[GOAL A] Rewrite the article on vigilante killings in Mexico from the words "In the specific" through "with the bodies.", replacing every "car thieves" with "vehicle thieves".
** START OF SELECTED EXTRACT **
Reading the daily headlines, you see death everywhere. Insecurity is one thing, but more worrisome than the death statistics are signs that people are taking justice into their own hands.
In the State of Chihuahua alone, there were 2,400 murders in 2009, of which 70 percent, or more than a 1,800 occurred in the municipality of Ciudad Juárez.
This year, it took only fifty-one days to reach the first thousand deaths; the toll mounted another thousand fifty-nine days later. Chihuahua, for the second year in a row, was the state with the most drug-related crimes.
Or were they?
The social decomposition begins to smell when it appears that groups unconnected with organized crime are also committing revenge killings or have used the crime situation as a pretext for launching their own extermination campaign against petty criminals.
Last Thursday, Leonel Aguirre Meza, president of two Sinaloa non-governmental human rights groups, the Comisión de Defensa de los Derechos Humanos and Frente Cívico Sinaloense, expressed his fear that death squads were taking the law into their own hands. It was, he said, an extremely dangerous situation, and one outside the law.
In the specific case of Sinaloa, a few months ago, warnings surfaced about a campaign against car thieves. It was no joke. A massacre last August in Navalato shows that the messages appearing with dead bodies of suspected car thieves are to be taken seriously.
When commandos sprayed party goes with machine gun fire, killing eight, including several minors, the local prosecutor admitted that one likely motive was the execution of suspected car thieves.
Over the next several months, more bodies have appeared, with messages excusing the crime on the pretext that the victim was a suspected thief. Toy cars are placed with the bodies.
The curious case of the prescient alcalde
Tuesday, the mayor of the nation’s wealthiest community, San Pedro Garza Garcia, Neuvo Leon, Mauricio Fernández, fueled more speculation when he publically spoke of the alleged killings of some Beltran Leyva crime family members in Mexico City… befote the authorities in the Capital had even known of the crime.
Elected as a PAN candidate to govern San Pedro Garza García for the next three years, Fernández Garza vowed during his inaugural address last Saturday to launch a frontal war against organized crime, even if it means going beyond the scope of his powers as mayor to end kidnapping and drug trafficking in the region.
In presenting his security plan — which includes special teams of “cleansers” who will work to eliminate organized crime, underground clubs and three hundred sales outlets for drugs within the municipality – the mayor-elect announced the death of the Beltran operative, while at the same time mentioning the victim had made death threats against him.
And just the previous Monday Fernández Garza had said his administration would not be an idle spectator to organized crime.
Matazetas
In Veracruz, someone uploaded a video to YouTube showing suspected “Zetas” – including a former Tiberones futbol professional – being interrogated. Several of these suspects were late found killed by a group calling themselves “Matazetas” (Zeta-killers).
** END OF SELECTED EXTRACT **
** START OF STORED RECORDS **
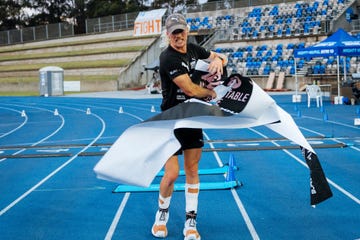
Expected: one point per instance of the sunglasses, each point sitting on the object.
(177, 31)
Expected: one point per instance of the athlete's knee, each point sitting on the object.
(170, 176)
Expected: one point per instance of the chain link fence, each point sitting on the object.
(38, 33)
(115, 23)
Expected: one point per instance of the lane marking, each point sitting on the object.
(348, 194)
(24, 195)
(116, 219)
(18, 127)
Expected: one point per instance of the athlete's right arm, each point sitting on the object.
(191, 89)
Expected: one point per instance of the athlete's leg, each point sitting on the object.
(166, 189)
(192, 186)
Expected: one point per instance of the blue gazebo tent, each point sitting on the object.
(338, 44)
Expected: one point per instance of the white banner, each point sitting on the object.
(149, 22)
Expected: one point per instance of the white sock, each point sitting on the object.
(164, 202)
(191, 196)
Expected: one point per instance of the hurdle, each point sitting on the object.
(229, 182)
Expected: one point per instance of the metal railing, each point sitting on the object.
(38, 33)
** END OF STORED RECORDS **
[GOAL B] Copy the rows above exactly, starting at the line that contains "Expected: one point per instance of the white banner, each" and continuing through the last row.

[COMPLETE ANSWER A]
In the specific case of Sinaloa, a few months ago, warnings surfaced about a campaign against vehicle thieves. It was no joke. A massacre last August in Navalato shows that the messages appearing with dead bodies of suspected vehicle thieves are to be taken seriously.
When commandos sprayed party goes with machine gun fire, killing eight, including several minors, the local prosecutor admitted that one likely motive was the execution of suspected vehicle thieves.
Over the next several months, more bodies have appeared, with messages excusing the crime on the pretext that the victim was a suspected thief. Toy cars are placed with the bodies.

[COMPLETE ANSWER B]
Expected: one point per instance of the white banner, each point sitting on the object.
(149, 22)
Expected: one point per instance of the white sock, each point sitting on the object.
(164, 202)
(191, 196)
Expected: one point per instance of the hurdle, each point sitting on the object.
(229, 182)
Expected: one point per instance of the metal railing, each point sitting on the object.
(38, 33)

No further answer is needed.